About this exercise = Nothing but the pictures may be dropped; the rest of the listing is to be written out exactly.

[[ Provided records open ]]

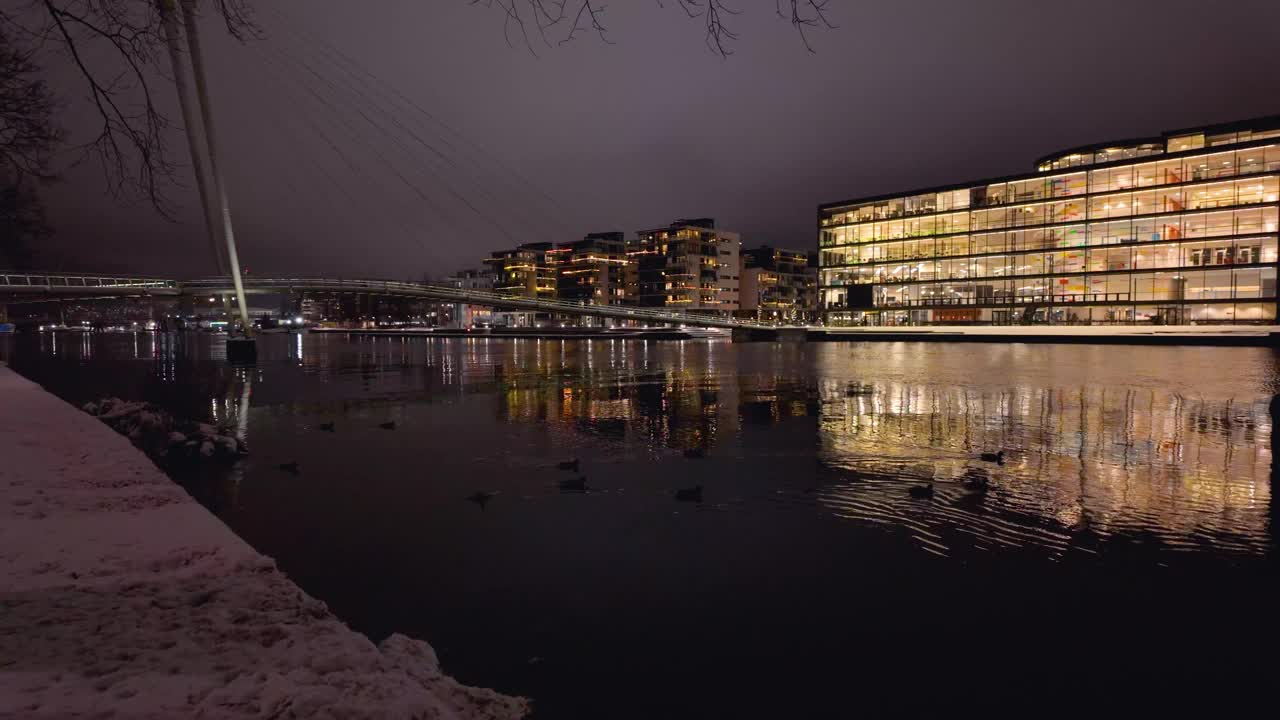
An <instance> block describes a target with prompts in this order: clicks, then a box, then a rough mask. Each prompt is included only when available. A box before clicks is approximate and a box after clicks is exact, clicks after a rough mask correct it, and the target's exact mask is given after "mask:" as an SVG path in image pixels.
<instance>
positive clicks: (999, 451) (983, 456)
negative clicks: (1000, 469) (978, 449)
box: [978, 450, 1005, 465]
mask: <svg viewBox="0 0 1280 720" xmlns="http://www.w3.org/2000/svg"><path fill="white" fill-rule="evenodd" d="M978 457H979V459H980V460H982V461H984V462H995V464H996V465H1004V464H1005V451H1004V450H998V451H996V452H983V454H982V455H979V456H978Z"/></svg>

[[ Provided records closed ]]

Worked solution =
An <instance> block describes a target with prompts in this order: clicks, then a box, then a rough mask. Each prompt is included only when available. A box before clicks is approximate and a box after clicks is exact, clicks after a rough mask correct it, and the target's exact mask is given after "mask:" as an SVG path in image pixels.
<instance>
positive clicks: (999, 451) (983, 456)
negative clicks: (1000, 469) (978, 449)
box: [978, 450, 1005, 465]
mask: <svg viewBox="0 0 1280 720" xmlns="http://www.w3.org/2000/svg"><path fill="white" fill-rule="evenodd" d="M978 457H979V459H980V460H982V461H984V462H995V464H996V465H1004V464H1005V451H1004V450H998V451H996V452H983V454H982V455H979V456H978Z"/></svg>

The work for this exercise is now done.